AUFGABEN ZUR ÜBUNG:
1 > Für welche Veranlagungszeiträume scheint laut dem Artikel über Zweckbetriebe aufgrund eines Schreibens des Bundesfinanzministeriums „Ruhe einzukehren“?
2 > Prüfen Sie bitte, ob die folgenden Aussagen mit dem Artikel über Zweckbetriebe übereinstimmen, und belegen Sie jede Antwort mit dem entscheidenden Wortlaut. (a) Die Neuregelungen für Zweckbetriebe der Wohlfahrtspflege wurden zu Beginn des Jahres durch eine Änderung des Anwendungserlasses zur Abgabenordnung eingeführt. (b) Der neue Anwendungserlass legt genau fest, was mit „dem jeweiligen wirtschaftlichen Geschäftsbetrieb“ gemeint ist. (c) Die Steuerbefreiung der Zweckbetriebe betrifft die Körperschaftsteuer und die Gewerbesteuer.

GEZEIGTER ARTIKEL:
---*---

Zweckbetriebe bei Wohlfahrtseinrichtungen – in Zukunft nur dann steuerfrei, wenn Prognosen und Kalkulationen vorgelegt werden

PrintMailRate-it

​​​​veröffentlicht am 19. Dezember 2016

 

Zu Beginn dieses Jahres wurden in einer Änderung des Anwendungserlasses zur Abgabenordnung eine Reihe von Neuregelungen für Zweckbetriebe der Wohlfahrtspflege (§ 66 AO) eingeführt (wir berichteten ausführlich in unserer Ausgabe 02/2016). Welche Auswirkungen diese Änderungen in der Praxis haben, war bisher noch völlig im Unklaren. Es steht im Raum, dass Wohlfahrtsverbände bei erfolgreichem Wirtschaften die Gemeinnützigkeit verlieren.

 

Zumindest für die Vergangenheit (Veranlagungszeiträume bis einschließlich 2015) scheint aufgrund eines kürzlich verfassten Schreibens des Bundesfinanzministeriums (BMF) nun „Ruhe einzukehren”. Für die Zukunft sind Wohlfahrtseinrichtungen jedoch dringend zum Handeln aufgefordert, wenn sie ihre bisher geltende Steuerbefreiung weiter aufrecht erhalten wollen.

 

​Hintergrund

Wohlfahrtseinrichtungen sind mit ihren Tätigkeiten im Rahmen ihrer Zweckbetriebe in der Ertragsteuer (Körperschaftsteuer, Gewerbesteuer) steuerbefreit. Während diese Steuerbefreiung in der Vergangenheit in der Regel so gesehen wurde, dass Gewinne der Zweckbetriebe nicht zu  versteuern waren, legt der neue Anwendungserlass zu § 66 AO Abs. 2 fest, dass die Steuerbefreiung nur dann greift, wenn die Wohlfahrtspflege „nicht des Erwerbs wegen” ausgeführt wird. Eine Ausführung „des Erwerbs wegen” wird durch die Finanzverwaltung allerdings nach dem neuen Anwendungserlass schon dann unterstellt, wenn „damit Gewinne angestrebt werden, die den konkreten Finanzierungsbedarf des jeweiligen wirtschaftlichen Geschäftsbetriebs übersteigen”.  Was genau mit „dem jeweiligen wirtschaftlichen Geschäftsbetrieb” gemeint ist, ist nicht genauer definiert.

---*---

VORLIEGENDE ZEILEN:
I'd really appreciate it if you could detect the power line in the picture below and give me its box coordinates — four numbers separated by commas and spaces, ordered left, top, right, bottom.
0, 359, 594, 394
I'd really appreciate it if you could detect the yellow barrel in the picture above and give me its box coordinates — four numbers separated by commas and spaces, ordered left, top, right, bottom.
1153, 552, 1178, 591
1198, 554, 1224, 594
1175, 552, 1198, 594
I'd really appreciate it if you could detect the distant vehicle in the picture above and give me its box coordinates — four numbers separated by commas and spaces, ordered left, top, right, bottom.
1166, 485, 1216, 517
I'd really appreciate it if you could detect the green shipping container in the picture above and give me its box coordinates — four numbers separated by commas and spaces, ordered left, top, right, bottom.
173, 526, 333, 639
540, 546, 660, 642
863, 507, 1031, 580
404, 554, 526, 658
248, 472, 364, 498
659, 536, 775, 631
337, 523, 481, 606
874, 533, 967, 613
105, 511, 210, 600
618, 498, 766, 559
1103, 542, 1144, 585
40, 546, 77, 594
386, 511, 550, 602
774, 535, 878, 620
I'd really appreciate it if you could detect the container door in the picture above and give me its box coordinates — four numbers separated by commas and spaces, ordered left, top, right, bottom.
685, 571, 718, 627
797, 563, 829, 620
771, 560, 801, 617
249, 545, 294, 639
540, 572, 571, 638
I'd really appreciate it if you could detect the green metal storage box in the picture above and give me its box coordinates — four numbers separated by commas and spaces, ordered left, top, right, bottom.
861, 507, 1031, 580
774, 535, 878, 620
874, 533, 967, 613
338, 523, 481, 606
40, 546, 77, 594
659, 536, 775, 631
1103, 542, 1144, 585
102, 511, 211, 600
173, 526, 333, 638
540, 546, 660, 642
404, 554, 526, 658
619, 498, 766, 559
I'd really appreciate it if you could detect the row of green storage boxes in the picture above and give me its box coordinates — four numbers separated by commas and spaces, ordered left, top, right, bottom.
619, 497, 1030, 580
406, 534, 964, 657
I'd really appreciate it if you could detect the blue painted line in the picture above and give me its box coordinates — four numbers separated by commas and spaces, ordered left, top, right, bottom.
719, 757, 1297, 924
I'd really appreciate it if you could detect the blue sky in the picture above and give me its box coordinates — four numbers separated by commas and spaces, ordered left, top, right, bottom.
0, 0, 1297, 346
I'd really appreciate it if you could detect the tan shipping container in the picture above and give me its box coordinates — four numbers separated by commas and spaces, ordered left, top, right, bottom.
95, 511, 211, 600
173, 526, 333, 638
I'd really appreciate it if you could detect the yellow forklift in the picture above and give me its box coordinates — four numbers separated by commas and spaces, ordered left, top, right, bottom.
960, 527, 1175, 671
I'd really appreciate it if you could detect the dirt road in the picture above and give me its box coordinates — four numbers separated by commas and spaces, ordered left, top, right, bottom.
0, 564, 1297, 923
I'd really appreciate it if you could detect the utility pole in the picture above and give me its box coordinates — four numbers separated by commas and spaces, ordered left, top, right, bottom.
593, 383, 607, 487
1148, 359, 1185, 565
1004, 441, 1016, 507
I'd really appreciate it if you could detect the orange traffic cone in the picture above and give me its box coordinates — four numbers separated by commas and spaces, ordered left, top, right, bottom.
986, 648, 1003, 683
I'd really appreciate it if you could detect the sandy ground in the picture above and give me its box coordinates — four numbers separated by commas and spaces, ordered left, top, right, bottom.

---*---

LÖSUNGEN JE AUFGABE:
1 > Für die Veranlagungszeiträume bis einschließlich 2015.

2 >
(a) Ja: »Zu Beginn dieses Jahres wurden in einer Änderung des Anwendungserlasses zur Abgabenordnung eine Reihe von Neuregelungen für Zweckbetriebe der Wohlfahrtspflege (§ 66 AO) eingeführt«
(b) Nein: »Was genau mit „dem jeweiligen wirtschaftlichen Geschäftsbetrieb” gemeint ist, ist nicht genauer definiert.«
(c) Ja: »in der Ertragsteuer (Körperschaftsteuer, Gewerbesteuer) steuerbefreit«